**EXERCISE DETAILS**
Without including the pictures, copy out every line below.

**SUPPLIED MATERIAL**
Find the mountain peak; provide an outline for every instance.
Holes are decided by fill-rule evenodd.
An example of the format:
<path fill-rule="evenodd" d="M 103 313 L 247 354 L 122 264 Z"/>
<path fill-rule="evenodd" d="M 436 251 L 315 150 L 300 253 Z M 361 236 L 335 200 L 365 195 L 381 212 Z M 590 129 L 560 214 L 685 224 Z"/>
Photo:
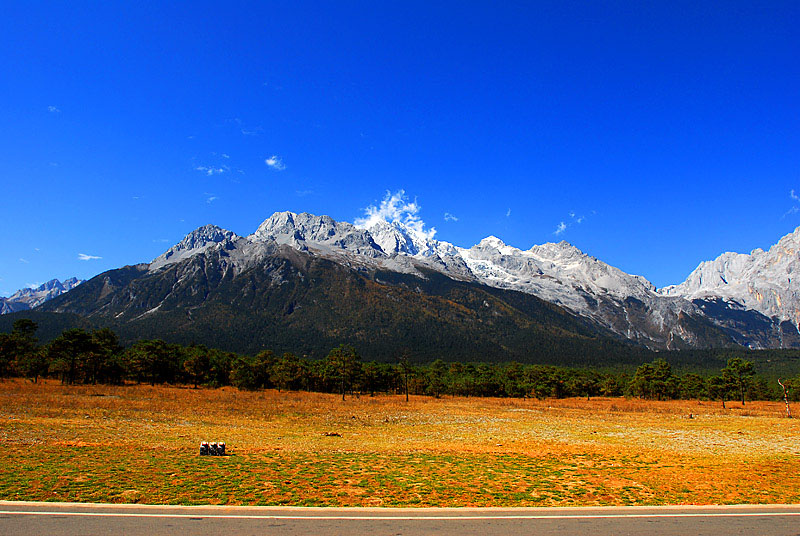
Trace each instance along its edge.
<path fill-rule="evenodd" d="M 239 235 L 233 231 L 228 231 L 217 225 L 203 225 L 187 234 L 183 240 L 153 259 L 153 262 L 150 263 L 150 269 L 157 270 L 167 264 L 178 262 L 192 255 L 196 255 L 201 251 L 205 251 L 214 244 L 224 242 L 225 240 L 236 240 L 238 238 L 240 238 Z"/>
<path fill-rule="evenodd" d="M 506 245 L 505 242 L 503 242 L 502 240 L 500 240 L 499 238 L 497 238 L 494 235 L 487 236 L 486 238 L 484 238 L 483 240 L 478 242 L 478 244 L 479 245 L 486 245 L 486 246 L 505 246 Z"/>
<path fill-rule="evenodd" d="M 535 245 L 528 250 L 528 253 L 549 260 L 586 255 L 583 251 L 566 240 L 561 240 L 560 242 L 545 242 L 544 244 Z"/>
<path fill-rule="evenodd" d="M 239 238 L 233 231 L 228 231 L 217 225 L 203 225 L 187 234 L 176 246 L 182 245 L 185 249 L 203 247 L 209 243 L 218 243 L 223 240 Z"/>
<path fill-rule="evenodd" d="M 337 222 L 327 215 L 308 212 L 276 212 L 258 226 L 251 240 L 274 240 L 299 250 L 309 246 L 321 250 L 346 250 L 367 257 L 382 256 L 380 247 L 365 229 L 352 223 Z"/>

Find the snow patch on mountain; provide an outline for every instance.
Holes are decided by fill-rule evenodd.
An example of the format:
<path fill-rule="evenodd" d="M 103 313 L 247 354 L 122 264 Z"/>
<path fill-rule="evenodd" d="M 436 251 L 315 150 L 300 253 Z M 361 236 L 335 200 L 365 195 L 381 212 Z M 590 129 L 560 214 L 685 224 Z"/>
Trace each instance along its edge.
<path fill-rule="evenodd" d="M 636 335 L 666 342 L 677 316 L 695 311 L 684 300 L 664 299 L 647 279 L 627 274 L 564 241 L 522 251 L 490 236 L 459 252 L 481 283 L 533 294 L 628 338 Z M 641 328 L 630 319 L 625 302 L 631 298 L 652 314 L 653 330 L 648 333 L 639 333 Z"/>

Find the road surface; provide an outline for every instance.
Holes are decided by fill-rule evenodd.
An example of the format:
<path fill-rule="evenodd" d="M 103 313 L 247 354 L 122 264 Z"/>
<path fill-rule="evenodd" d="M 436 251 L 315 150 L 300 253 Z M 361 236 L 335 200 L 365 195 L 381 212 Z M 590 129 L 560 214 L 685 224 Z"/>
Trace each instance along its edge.
<path fill-rule="evenodd" d="M 346 534 L 800 536 L 800 505 L 293 508 L 0 501 L 0 535 Z"/>

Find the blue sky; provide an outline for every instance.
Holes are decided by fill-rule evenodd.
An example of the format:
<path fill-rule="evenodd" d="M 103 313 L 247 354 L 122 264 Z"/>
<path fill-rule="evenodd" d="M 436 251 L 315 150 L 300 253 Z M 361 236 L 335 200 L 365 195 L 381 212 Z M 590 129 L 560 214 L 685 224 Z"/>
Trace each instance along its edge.
<path fill-rule="evenodd" d="M 139 4 L 4 6 L 0 295 L 398 190 L 658 286 L 800 225 L 797 2 Z"/>

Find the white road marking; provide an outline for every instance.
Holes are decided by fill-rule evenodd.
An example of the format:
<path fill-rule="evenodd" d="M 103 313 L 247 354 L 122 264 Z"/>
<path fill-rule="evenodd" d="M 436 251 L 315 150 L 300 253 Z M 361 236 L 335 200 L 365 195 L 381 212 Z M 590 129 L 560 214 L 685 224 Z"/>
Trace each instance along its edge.
<path fill-rule="evenodd" d="M 553 514 L 553 515 L 464 515 L 464 516 L 354 516 L 354 515 L 281 515 L 281 514 L 149 514 L 124 512 L 58 512 L 42 510 L 0 510 L 0 515 L 25 516 L 85 516 L 85 517 L 154 517 L 154 518 L 209 518 L 209 519 L 290 519 L 290 520 L 342 520 L 342 521 L 478 521 L 500 519 L 616 519 L 616 518 L 678 518 L 678 517 L 800 517 L 800 512 L 710 512 L 674 514 Z"/>

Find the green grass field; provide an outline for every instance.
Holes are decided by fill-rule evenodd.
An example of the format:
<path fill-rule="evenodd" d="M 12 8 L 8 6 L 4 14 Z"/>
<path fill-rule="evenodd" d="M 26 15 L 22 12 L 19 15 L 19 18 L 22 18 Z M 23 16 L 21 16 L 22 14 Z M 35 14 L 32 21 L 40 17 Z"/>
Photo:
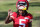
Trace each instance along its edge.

**YOUR RESPONSE**
Find the mountain peak; provide an outline for every instance.
Holes are decided by fill-rule evenodd.
An example of the format:
<path fill-rule="evenodd" d="M 103 313 L 247 354 L 122 264 Z"/>
<path fill-rule="evenodd" d="M 436 251 L 315 150 L 300 253 Z M 361 236 L 335 200 L 365 195 L 381 212 Z M 590 129 L 560 214 L 685 224 Z"/>
Photo:
Trace each instance along its edge.
<path fill-rule="evenodd" d="M 239 235 L 233 231 L 228 231 L 217 225 L 203 225 L 187 234 L 183 240 L 153 259 L 153 262 L 150 263 L 150 269 L 157 270 L 167 264 L 178 262 L 192 255 L 196 255 L 201 251 L 205 251 L 214 244 L 224 242 L 225 240 L 236 240 L 238 238 L 240 238 Z"/>
<path fill-rule="evenodd" d="M 506 245 L 505 242 L 503 242 L 502 240 L 500 240 L 499 238 L 497 238 L 494 235 L 487 236 L 486 238 L 484 238 L 483 240 L 478 242 L 478 244 L 479 245 L 486 245 L 486 246 L 505 246 Z"/>
<path fill-rule="evenodd" d="M 535 245 L 528 250 L 528 253 L 549 260 L 586 255 L 583 251 L 566 240 L 561 240 L 560 242 L 545 242 L 544 244 Z"/>
<path fill-rule="evenodd" d="M 239 238 L 233 231 L 228 231 L 217 225 L 203 225 L 187 234 L 176 246 L 182 245 L 185 249 L 203 247 L 209 243 L 218 243 L 223 240 Z"/>
<path fill-rule="evenodd" d="M 337 222 L 327 215 L 308 212 L 276 212 L 258 226 L 251 240 L 274 240 L 299 250 L 309 246 L 321 250 L 346 250 L 367 257 L 382 256 L 380 247 L 365 229 L 352 223 Z"/>

Find the snow patch on mountain; provide an outline for every instance.
Holes are decided by fill-rule evenodd.
An example of the format:
<path fill-rule="evenodd" d="M 103 313 L 247 354 L 122 264 Z"/>
<path fill-rule="evenodd" d="M 436 251 L 315 150 L 300 253 Z M 361 236 L 335 200 L 365 195 L 381 212 Z M 590 129 L 560 214 L 685 224 Z"/>
Trace each instance along its edge.
<path fill-rule="evenodd" d="M 636 335 L 666 342 L 677 316 L 695 311 L 684 300 L 664 299 L 647 279 L 627 274 L 564 241 L 522 251 L 490 236 L 459 252 L 481 283 L 533 294 L 628 338 Z M 641 328 L 630 319 L 625 302 L 631 298 L 652 314 L 653 330 L 648 333 L 639 333 Z"/>

Find the road surface; provide an outline for every instance.
Holes are decided by fill-rule evenodd.
An example of the format:
<path fill-rule="evenodd" d="M 103 313 L 247 354 L 122 264 Z"/>
<path fill-rule="evenodd" d="M 436 251 L 315 150 L 300 253 Z M 361 236 L 335 200 L 365 195 L 381 212 Z M 590 129 L 560 214 L 685 224 Z"/>
Trace each instance along its edge.
<path fill-rule="evenodd" d="M 346 534 L 800 536 L 800 505 L 293 508 L 0 501 L 0 535 Z"/>

Find the blue sky; provide an outline for every instance.
Holes are decided by fill-rule evenodd.
An example of the format:
<path fill-rule="evenodd" d="M 103 313 L 247 354 L 122 264 Z"/>
<path fill-rule="evenodd" d="M 436 251 L 315 150 L 300 253 Z M 361 236 L 335 200 L 365 195 L 381 212 Z M 590 129 L 560 214 L 685 224 Z"/>
Trace each instance along its edge.
<path fill-rule="evenodd" d="M 139 4 L 4 6 L 0 295 L 398 190 L 658 286 L 800 225 L 797 2 Z"/>

Find the white road marking; provide an outline for every instance.
Holes are decided by fill-rule evenodd.
An example of the format:
<path fill-rule="evenodd" d="M 103 313 L 247 354 L 122 264 Z"/>
<path fill-rule="evenodd" d="M 436 251 L 315 150 L 300 253 Z M 361 236 L 335 200 L 365 195 L 381 212 Z M 590 129 L 560 214 L 685 224 Z"/>
Trace each instance along its edge.
<path fill-rule="evenodd" d="M 553 514 L 553 515 L 464 515 L 464 516 L 354 516 L 354 515 L 281 515 L 281 514 L 149 514 L 124 512 L 58 512 L 42 510 L 0 510 L 0 515 L 25 516 L 85 516 L 85 517 L 154 517 L 154 518 L 209 518 L 209 519 L 290 519 L 290 520 L 342 520 L 342 521 L 478 521 L 500 519 L 616 519 L 616 518 L 678 518 L 678 517 L 800 517 L 800 512 L 710 512 L 674 514 Z"/>

Find the green grass field; provide an outline for every instance.
Holes are decided by fill-rule evenodd.
An example of the format:
<path fill-rule="evenodd" d="M 12 8 L 8 6 L 4 14 Z"/>
<path fill-rule="evenodd" d="M 26 15 L 22 12 L 19 15 L 19 18 L 22 18 Z M 23 16 L 21 16 L 22 14 Z M 35 14 L 32 21 L 40 17 Z"/>
Photo:
Trace each instance along its edge.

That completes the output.